### Exercise instructions
Pick out every line in the items below that contains the string "woman", matching case exactly, and copy those lines.

-- start Raw data --

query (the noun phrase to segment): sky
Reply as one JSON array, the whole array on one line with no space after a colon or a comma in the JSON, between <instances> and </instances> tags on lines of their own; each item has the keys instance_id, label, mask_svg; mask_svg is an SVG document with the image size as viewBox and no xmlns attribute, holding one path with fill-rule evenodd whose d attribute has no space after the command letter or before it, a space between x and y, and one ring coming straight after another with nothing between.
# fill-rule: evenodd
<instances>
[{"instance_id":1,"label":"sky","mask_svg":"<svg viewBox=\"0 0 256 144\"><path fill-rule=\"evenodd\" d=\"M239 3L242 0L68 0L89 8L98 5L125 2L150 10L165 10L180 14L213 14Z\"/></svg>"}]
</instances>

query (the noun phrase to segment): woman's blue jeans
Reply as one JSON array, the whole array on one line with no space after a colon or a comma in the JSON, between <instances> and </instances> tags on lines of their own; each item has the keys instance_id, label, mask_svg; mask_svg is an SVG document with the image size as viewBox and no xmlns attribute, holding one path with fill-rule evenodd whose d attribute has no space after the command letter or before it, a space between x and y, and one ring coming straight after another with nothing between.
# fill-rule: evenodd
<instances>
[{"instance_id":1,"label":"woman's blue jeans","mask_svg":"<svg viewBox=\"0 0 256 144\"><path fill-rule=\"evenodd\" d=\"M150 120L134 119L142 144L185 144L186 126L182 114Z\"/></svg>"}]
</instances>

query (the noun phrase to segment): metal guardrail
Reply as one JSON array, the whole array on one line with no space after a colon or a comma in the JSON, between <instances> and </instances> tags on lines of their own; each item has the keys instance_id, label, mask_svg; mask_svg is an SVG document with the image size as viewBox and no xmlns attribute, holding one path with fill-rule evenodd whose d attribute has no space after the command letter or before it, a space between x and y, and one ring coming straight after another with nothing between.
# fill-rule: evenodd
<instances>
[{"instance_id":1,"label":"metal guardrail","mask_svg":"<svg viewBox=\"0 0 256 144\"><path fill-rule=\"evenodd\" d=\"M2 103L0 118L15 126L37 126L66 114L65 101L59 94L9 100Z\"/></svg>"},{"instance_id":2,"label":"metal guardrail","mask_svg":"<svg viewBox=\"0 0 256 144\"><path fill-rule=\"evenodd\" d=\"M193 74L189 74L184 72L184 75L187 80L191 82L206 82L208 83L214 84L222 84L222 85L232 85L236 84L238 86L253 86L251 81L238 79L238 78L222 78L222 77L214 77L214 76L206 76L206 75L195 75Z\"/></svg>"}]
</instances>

-- end Raw data --

### The reply
query (the noun phrase to segment): woman's blue jeans
[{"instance_id":1,"label":"woman's blue jeans","mask_svg":"<svg viewBox=\"0 0 256 144\"><path fill-rule=\"evenodd\" d=\"M150 120L134 119L142 144L185 144L186 126L182 114Z\"/></svg>"}]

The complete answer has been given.